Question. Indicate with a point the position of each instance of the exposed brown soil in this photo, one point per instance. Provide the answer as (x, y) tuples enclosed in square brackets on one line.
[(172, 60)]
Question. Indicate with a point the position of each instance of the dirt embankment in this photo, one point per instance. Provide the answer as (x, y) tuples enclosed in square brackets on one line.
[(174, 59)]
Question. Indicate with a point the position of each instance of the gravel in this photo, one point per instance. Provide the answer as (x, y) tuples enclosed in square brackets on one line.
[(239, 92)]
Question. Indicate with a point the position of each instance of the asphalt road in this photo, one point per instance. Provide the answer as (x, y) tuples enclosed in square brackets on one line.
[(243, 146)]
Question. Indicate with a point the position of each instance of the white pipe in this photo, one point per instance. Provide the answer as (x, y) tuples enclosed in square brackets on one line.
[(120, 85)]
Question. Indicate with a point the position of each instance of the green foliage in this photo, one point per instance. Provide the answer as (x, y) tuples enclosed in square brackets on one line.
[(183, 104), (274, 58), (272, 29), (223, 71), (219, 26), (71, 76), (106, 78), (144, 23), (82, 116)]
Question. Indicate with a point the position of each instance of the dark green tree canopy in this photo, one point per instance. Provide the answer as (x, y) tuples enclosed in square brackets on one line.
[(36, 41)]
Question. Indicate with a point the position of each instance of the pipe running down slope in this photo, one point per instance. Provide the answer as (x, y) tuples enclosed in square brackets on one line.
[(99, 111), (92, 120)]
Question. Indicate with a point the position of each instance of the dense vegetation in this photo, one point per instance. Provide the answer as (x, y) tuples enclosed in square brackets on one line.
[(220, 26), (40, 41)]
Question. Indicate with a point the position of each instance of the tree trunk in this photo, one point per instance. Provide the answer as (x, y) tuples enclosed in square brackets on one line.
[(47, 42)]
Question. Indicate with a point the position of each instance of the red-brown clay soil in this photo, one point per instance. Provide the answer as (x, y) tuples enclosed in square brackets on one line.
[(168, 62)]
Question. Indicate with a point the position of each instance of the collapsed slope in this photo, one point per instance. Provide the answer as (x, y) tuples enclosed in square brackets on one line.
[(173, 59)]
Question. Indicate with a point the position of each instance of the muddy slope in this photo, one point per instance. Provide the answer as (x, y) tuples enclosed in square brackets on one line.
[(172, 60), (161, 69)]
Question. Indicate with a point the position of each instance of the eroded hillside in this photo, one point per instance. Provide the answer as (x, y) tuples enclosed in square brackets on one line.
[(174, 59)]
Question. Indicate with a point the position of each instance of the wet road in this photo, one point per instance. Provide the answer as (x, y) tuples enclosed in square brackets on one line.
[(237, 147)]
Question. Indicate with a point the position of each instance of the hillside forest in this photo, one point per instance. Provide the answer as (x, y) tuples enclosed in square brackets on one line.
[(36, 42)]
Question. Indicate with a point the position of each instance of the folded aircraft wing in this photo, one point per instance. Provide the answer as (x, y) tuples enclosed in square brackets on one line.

◆ ◆ ◆

Would you give the entries back word for word?

Question. Indicate with a point the position of each instance of the exposed brown soil in this photo, one point per instance. Provide the answer as (x, y) tuples enclosed in square brackets on one line.
[(172, 60)]
Question. Indicate with a point the position of each instance of the dirt embankment in this photo, one point per instance. Provide the answer as (x, y) tuples enclosed in square brackets on one line.
[(174, 59)]
Question. Indicate with a point the position of each instance of the gravel in this photo, one point per instance. Provide the answer as (x, y) tuples enclosed in square brackets on one line.
[(239, 92)]
Question. Indicate with a point the position of each instance of the asphalt road in this photo, one point per instance. Provide the answer as (x, y) tuples enclosed in square brackets on one line.
[(243, 146)]
Question. Indicate with a point the position of each instance of the white pipe in this photo, one point per instance. Provide the answer as (x, y) tuples enclosed in square brackets on one line.
[(120, 85)]
Question. Indicate with a point the position of each instance of the green foliage in this photo, one point per instance. Provide the answer as (x, y) tuples enclosed in square brackets on one line.
[(183, 104), (274, 58), (272, 29), (223, 71), (219, 26), (71, 76), (106, 78), (144, 23), (82, 116)]
Question. Indicate with a point the position of each instance of the dark green tree canopy in this photo, one point per instance. Provide the answer as (x, y) tuples enclosed in square brackets on one line.
[(36, 41)]
Question. Indicate with a point the position of each instance of the pipe running down slope in this photo, one point per instance. Provide the answer as (x, y) tuples enclosed in square brackets on one line.
[(99, 111), (92, 120)]
Question. Indicate with a point the position of each instance of the dense vegetation in this photo, one point per instance. Provide the answer as (x, y) tuples enclosed in square brackets on one line.
[(220, 26), (40, 41)]
Question. Indicate with a point the position of each instance of the tree trunk in this photo, one point per instance. Provide the answer as (x, y) tuples enclosed in square brackets on one line.
[(47, 42)]
Question. Indicate with a point the position of each instance of the red-brown clay soil in this photo, one point per instance. Provide the answer as (x, y) tuples enclosed in square brackets on one line.
[(168, 62)]
Question. Indicate with a point the position of each instance of the collapsed slope in this photo, one point per instance. Provide the answer as (x, y) tuples enclosed in square brackets on one line.
[(173, 59)]
Question. Indicate with a point the position of each instance of the muddy slope in this photo, one point per instance. Provide the answer as (x, y) tuples enclosed in square brackets on one line.
[(172, 60), (161, 69)]
Question. Indicate with a point the position of each instance of the eroded hillside in this photo, one point per instance. Provide the answer as (x, y) tuples enclosed in square brackets on one line.
[(174, 59)]
Question. Indicate with a point the position of each instance of the wet road in this photo, one point per instance. Provide the answer as (x, y) tuples enclosed in square brackets on one line.
[(237, 147)]
Question. Indicate with a point the position of each instance of the hillside forest in this photo, one point per instance. Provide the answer as (x, y) tuples enclosed in square brackets on one line.
[(36, 42)]
Question. Indicate with a point the position of each instance of the folded aircraft wing in this photo, one point per instance. Provide the answer as (x, y) tuples enclosed in square brackets on one line.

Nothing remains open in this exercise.